Everything you should know when design a domain-specific language (Pt. 1): General-purpose vs. Domain-specific

Hello guys, this series is going to discuss about the design and implementation of a domain-specific language (DSL). Actually this is not a new topic all over the world, when studying at the university, me and my partner have created a transpilling language based on Java to overcome the disadvantages of general-purpose and domain-specific languages (However, it's already dead 😒), therefore we have done a ton of research about GPL and DSL from the internet and textbooks, thesis papers as well. Because of its own nature (as a thesis), it will contain lots of words, so I hope you won't be bored when following my series 😄. Now, let's rock and roll :love_you_gesture:

Most programming languages nowadays are often recognized by programmers as a tool to build software. Many of these languages are built for generalized problems, that is, they can be presented in programs in many application domains. Some of the more popular applications domains are the development of desktop applications, web applications (websites, web services), mobile applications, business systems, operating systems, games. These domains see the domination of many languages like C, C++, Java, C#, Python, etc. These languages are not only programming languages, but are also categorized as general-purpose language (GPL). A general-purpose programming language is a programming language that can be applied to solve problems in a variety of application domains. It does this by including non-specific generalized language constructs that only describe the logic of the program, not the instructions whose meanings refer to the logic of a specific domain. These language constructs are closely related to the execution steps required to complete an algorithm. In fact, this is the original purpose of programming languages; they are designed to describe algorithms, to specify calculations that computers can then perform. Nowadays, writing code in a general-purpose programming language is straightforward and one can build many types of software with them. Some programming languages that are general-purposeare: C, C++, Java, C#, Python, Go, JavaScript, etc. These languages, along with many more, are used every day to build software from websites, desktop applications to operating systems and computer-embedded engines.

[Dataset items]
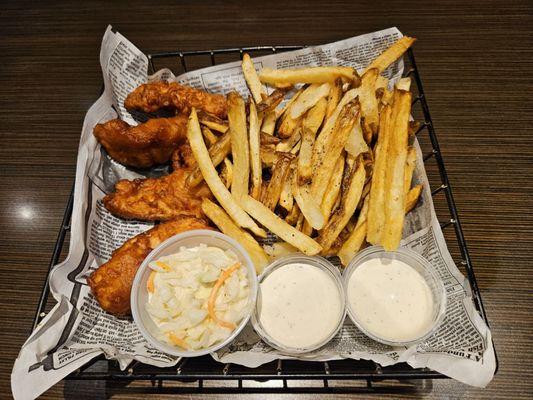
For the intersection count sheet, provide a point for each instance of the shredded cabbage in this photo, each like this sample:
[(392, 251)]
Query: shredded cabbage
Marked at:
[(182, 285)]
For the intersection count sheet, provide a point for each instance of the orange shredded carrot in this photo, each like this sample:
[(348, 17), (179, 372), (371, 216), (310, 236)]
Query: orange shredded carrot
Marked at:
[(150, 282), (177, 341), (213, 296), (161, 264)]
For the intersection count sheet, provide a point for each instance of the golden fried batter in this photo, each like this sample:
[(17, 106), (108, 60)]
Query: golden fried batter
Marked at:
[(144, 145), (151, 97), (160, 199), (157, 199), (111, 282)]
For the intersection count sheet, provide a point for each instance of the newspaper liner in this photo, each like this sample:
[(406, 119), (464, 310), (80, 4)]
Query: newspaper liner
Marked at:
[(77, 330)]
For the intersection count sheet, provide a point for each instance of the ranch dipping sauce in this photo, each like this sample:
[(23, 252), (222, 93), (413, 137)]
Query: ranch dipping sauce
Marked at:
[(391, 300), (300, 305)]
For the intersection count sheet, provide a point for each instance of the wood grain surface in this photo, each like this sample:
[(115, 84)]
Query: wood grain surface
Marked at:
[(475, 59)]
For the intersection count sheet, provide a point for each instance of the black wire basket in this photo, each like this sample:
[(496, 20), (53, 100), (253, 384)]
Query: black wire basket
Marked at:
[(203, 374)]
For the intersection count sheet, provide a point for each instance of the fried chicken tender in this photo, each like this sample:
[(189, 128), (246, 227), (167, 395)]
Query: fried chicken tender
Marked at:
[(160, 199), (144, 145), (154, 96), (111, 282)]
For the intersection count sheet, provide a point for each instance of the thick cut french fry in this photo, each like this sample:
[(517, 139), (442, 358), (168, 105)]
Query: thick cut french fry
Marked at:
[(296, 149), (227, 172), (352, 245), (410, 164), (412, 198), (307, 229), (269, 156), (356, 144), (279, 249), (356, 239), (310, 124), (376, 207), (212, 122), (288, 125), (293, 215), (269, 123), (279, 175), (239, 146), (271, 102), (327, 133), (217, 153), (343, 127), (397, 154), (222, 220), (224, 197), (209, 136), (363, 214), (286, 198), (279, 227), (310, 96), (255, 156), (334, 97), (382, 82), (308, 206), (333, 189), (300, 223), (354, 242), (284, 109), (391, 54), (250, 75), (307, 75), (386, 97), (287, 144), (403, 84), (267, 139), (364, 195), (369, 102), (349, 201)]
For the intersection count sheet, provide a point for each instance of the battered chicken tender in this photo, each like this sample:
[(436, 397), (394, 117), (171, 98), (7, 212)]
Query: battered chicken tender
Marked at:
[(144, 145), (111, 282), (154, 96), (160, 199)]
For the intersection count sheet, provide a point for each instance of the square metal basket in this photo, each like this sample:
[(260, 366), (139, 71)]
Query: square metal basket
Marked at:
[(203, 374)]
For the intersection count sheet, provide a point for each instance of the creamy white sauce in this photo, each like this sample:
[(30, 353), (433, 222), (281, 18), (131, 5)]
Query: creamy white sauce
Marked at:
[(300, 305), (391, 300)]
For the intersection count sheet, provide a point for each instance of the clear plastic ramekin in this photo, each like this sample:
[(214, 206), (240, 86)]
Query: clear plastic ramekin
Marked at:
[(419, 264), (318, 262), (139, 293)]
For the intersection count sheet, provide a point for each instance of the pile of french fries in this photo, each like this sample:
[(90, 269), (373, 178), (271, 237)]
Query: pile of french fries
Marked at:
[(327, 171)]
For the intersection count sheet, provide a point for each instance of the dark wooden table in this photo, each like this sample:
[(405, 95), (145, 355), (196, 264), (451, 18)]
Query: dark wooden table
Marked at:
[(475, 58)]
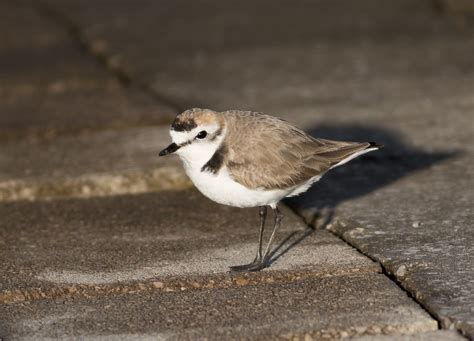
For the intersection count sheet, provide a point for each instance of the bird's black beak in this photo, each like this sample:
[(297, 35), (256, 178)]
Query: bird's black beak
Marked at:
[(170, 149)]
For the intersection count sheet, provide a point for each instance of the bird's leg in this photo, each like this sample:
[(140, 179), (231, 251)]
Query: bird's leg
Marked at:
[(276, 225), (263, 215), (257, 265), (258, 258)]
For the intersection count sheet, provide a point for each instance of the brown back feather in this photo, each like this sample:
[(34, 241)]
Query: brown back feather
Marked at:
[(266, 152)]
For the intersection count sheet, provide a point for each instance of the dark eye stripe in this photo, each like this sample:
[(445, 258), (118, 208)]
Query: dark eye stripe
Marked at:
[(201, 134)]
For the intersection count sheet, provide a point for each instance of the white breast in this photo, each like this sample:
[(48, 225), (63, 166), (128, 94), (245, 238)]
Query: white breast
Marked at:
[(223, 189)]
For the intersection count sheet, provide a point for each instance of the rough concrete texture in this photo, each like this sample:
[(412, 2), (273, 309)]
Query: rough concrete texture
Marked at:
[(439, 335), (89, 164), (107, 241), (325, 307), (400, 73), (50, 87)]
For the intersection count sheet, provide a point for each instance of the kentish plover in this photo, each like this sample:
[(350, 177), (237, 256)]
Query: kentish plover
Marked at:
[(248, 159)]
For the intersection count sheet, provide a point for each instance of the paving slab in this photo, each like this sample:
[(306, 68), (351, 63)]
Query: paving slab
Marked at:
[(97, 163), (150, 237), (439, 335), (326, 307), (50, 86)]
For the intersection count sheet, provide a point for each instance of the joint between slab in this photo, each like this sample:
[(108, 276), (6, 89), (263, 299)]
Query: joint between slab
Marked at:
[(98, 51)]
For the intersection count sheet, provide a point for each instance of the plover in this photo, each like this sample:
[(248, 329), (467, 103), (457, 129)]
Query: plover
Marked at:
[(249, 159)]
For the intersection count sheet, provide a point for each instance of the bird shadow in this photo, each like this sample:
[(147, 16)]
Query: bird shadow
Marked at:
[(359, 177)]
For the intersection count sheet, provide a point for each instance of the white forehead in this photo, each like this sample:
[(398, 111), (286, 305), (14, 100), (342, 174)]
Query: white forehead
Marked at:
[(179, 137)]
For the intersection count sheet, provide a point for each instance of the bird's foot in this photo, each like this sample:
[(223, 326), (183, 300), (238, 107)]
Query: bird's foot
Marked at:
[(256, 265)]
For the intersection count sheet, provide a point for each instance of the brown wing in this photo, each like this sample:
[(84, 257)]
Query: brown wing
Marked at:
[(266, 152)]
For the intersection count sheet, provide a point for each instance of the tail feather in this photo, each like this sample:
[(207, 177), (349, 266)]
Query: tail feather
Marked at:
[(355, 151)]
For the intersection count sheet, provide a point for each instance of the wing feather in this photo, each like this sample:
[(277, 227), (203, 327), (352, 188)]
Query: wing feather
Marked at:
[(267, 152)]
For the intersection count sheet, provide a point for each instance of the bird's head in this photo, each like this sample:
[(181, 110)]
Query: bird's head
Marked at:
[(196, 134)]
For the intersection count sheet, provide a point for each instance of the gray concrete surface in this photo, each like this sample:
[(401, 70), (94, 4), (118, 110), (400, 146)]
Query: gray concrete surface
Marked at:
[(401, 75), (44, 72), (439, 335), (134, 238), (105, 162), (324, 307)]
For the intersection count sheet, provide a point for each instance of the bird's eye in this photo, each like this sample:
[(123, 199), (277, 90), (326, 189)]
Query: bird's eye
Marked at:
[(201, 135)]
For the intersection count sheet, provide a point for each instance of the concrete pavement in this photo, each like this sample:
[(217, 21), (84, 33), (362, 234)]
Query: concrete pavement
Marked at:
[(154, 265)]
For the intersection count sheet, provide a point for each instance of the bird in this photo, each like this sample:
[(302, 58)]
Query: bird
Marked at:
[(251, 159)]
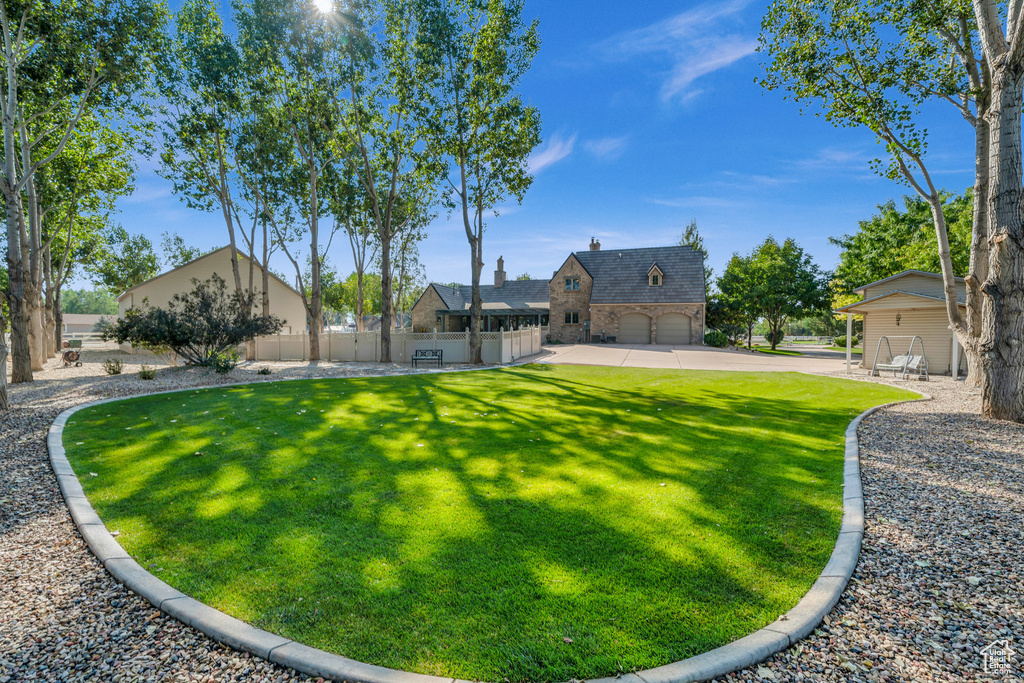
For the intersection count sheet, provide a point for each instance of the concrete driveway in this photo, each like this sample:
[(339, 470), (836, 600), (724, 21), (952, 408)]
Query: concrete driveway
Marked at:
[(691, 357)]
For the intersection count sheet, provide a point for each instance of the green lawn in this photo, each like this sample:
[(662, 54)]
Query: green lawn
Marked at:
[(778, 351), (530, 523), (854, 350)]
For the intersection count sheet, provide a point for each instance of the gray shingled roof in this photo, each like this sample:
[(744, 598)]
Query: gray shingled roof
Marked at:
[(516, 294), (621, 274)]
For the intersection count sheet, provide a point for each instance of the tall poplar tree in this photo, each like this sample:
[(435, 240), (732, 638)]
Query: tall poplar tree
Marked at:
[(480, 124), (875, 63), (61, 61)]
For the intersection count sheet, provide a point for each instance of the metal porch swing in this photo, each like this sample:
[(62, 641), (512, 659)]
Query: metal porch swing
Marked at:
[(904, 364)]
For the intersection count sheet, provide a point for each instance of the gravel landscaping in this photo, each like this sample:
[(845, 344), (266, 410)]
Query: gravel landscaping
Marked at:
[(941, 573)]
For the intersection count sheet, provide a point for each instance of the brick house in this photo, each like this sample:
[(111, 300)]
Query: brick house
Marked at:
[(628, 296), (508, 304)]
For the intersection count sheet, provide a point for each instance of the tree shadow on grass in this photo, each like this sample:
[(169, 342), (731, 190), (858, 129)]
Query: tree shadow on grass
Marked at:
[(570, 524)]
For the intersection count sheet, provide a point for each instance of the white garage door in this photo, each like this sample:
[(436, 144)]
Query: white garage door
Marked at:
[(634, 329), (674, 329)]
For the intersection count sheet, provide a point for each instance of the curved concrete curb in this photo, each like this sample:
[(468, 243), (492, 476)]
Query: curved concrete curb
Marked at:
[(790, 628)]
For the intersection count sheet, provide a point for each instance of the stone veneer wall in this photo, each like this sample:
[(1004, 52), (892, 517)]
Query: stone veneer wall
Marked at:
[(605, 316), (562, 301)]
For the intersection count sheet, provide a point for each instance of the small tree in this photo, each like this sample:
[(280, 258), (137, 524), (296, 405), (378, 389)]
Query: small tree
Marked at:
[(785, 283), (482, 127), (691, 238), (199, 326), (124, 261), (735, 300)]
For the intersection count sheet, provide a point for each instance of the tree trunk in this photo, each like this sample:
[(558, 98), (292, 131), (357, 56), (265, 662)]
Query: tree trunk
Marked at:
[(265, 272), (315, 300), (4, 401), (20, 355), (57, 323), (476, 307), (358, 300), (386, 296), (1003, 324), (48, 304), (978, 268)]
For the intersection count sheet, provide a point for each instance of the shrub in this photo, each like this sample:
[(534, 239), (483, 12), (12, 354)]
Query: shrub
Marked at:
[(717, 339), (224, 361), (165, 353), (200, 326)]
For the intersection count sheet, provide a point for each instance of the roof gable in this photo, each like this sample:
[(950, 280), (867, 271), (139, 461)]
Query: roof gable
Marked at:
[(242, 257), (622, 275)]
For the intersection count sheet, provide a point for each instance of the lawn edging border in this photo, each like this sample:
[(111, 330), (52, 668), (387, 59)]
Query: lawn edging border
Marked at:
[(777, 636)]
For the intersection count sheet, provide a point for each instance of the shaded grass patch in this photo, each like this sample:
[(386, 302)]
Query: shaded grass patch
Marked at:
[(541, 522)]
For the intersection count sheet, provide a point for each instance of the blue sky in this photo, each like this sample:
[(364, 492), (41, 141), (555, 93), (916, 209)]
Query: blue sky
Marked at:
[(651, 117)]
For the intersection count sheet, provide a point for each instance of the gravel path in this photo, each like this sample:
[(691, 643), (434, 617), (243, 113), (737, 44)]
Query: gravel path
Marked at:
[(941, 573)]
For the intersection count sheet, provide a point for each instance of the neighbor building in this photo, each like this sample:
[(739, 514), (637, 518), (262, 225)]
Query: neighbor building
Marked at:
[(631, 296), (80, 324), (907, 304), (286, 303)]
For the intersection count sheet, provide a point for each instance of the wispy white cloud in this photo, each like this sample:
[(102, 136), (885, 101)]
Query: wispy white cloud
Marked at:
[(558, 147), (705, 202), (697, 42), (834, 159), (606, 147), (148, 191)]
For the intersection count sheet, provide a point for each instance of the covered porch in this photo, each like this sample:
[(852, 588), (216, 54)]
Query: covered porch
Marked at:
[(493, 319)]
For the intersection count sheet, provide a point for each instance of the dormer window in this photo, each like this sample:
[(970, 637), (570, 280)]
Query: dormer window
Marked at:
[(654, 276)]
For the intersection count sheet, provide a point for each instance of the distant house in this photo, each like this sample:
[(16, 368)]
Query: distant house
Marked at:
[(80, 324), (909, 303), (632, 296), (286, 303), (508, 304)]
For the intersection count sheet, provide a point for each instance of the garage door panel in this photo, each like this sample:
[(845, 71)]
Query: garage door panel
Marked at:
[(634, 329), (674, 329)]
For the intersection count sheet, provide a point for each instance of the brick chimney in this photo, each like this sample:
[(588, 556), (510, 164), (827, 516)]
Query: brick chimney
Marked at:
[(500, 272)]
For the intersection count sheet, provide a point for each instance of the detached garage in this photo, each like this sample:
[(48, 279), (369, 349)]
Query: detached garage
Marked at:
[(634, 329), (909, 303)]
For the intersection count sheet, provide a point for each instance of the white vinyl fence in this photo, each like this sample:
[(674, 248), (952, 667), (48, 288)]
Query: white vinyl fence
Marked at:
[(497, 346)]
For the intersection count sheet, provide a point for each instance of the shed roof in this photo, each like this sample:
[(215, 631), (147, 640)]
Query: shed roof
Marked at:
[(925, 273), (621, 274), (865, 306)]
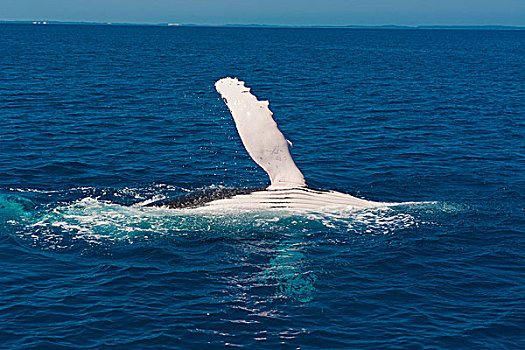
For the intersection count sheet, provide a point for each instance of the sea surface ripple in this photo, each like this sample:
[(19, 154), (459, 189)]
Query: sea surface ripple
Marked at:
[(98, 120)]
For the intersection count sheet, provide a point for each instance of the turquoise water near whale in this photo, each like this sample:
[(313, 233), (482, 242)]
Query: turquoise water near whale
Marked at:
[(98, 120)]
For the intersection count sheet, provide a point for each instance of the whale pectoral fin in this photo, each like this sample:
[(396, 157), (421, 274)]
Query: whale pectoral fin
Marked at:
[(259, 134)]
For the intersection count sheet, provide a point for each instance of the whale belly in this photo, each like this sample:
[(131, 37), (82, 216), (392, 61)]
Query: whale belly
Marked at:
[(291, 199)]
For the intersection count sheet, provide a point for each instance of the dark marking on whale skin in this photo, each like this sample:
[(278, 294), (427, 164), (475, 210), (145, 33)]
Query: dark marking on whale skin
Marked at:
[(200, 198)]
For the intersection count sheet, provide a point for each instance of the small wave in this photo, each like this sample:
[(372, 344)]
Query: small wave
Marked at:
[(93, 216)]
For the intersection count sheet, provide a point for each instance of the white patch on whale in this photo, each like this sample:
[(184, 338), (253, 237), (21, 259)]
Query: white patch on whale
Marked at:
[(267, 146)]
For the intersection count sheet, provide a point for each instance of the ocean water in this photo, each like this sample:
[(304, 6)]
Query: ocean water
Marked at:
[(98, 120)]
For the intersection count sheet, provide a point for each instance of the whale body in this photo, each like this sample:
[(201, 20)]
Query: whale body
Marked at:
[(267, 146)]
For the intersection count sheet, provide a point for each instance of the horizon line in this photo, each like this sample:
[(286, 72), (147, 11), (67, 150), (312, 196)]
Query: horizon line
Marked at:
[(350, 26)]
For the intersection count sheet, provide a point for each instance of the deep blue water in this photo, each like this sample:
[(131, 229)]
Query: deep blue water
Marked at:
[(98, 119)]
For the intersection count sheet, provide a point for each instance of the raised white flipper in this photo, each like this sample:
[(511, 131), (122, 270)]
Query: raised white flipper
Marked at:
[(260, 135)]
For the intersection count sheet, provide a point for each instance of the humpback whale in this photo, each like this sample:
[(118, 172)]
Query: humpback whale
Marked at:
[(267, 146)]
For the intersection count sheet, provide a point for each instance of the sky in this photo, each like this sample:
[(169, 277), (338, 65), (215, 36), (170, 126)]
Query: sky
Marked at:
[(272, 12)]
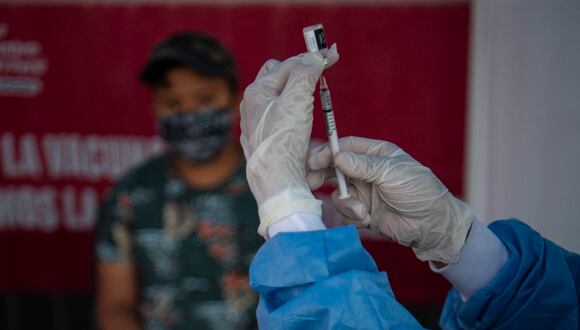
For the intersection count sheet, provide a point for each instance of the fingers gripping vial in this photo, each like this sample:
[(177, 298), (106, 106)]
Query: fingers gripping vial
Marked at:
[(315, 41)]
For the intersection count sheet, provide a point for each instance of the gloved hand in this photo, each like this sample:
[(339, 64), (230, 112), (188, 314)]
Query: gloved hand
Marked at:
[(395, 195), (276, 122)]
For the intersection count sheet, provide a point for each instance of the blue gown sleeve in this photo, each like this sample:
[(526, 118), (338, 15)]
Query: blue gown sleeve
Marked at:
[(323, 280), (538, 287)]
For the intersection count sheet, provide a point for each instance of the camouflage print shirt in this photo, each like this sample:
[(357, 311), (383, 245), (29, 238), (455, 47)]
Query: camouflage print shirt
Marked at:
[(191, 248)]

- [WHAT THIS EXERCISE ASKS]
[A] In the article on domain-specific language design, how is a general-purpose programming language defined?
[B] Write the next part of the article on domain-specific language design, picking up right after its final sentence.

- [EXERCISE RESPONSES]
[A] It is a programming language that can be applied to solve problems in a variety of application domains.

[B]
As mentioned, general-purpose languages are packed with universal language constructs that can be understood as logical instructions to a computer. For example, the conditional statement if-else is a famous language construct that in computer programs means jump instructions. This means that the language constructs in a general-purpose programming language are close to machine logic than to application or business logic. While this is beneficial for programmers allowing many types of application logic to be composed of machine logic, it convolutes and hides away real application logic with layers of general-purpose source code. For example, to solve a quadratic the following code is needed in C#, high-level modernized general-purpose programming language:

using System;
class QuadraticFormulaSolver
{
    static void Main()
    {
        int a, b, c;
        double d, x1, x2;
        // code to retrieve the values for a, b, c
        a = 1; b = -2; c = 1;
        d = b * b - 4 * a * c;
        if (d == 0)
        {
            x1 = x2 = -b / (2.0 * a);
        }
        else if (d > 0)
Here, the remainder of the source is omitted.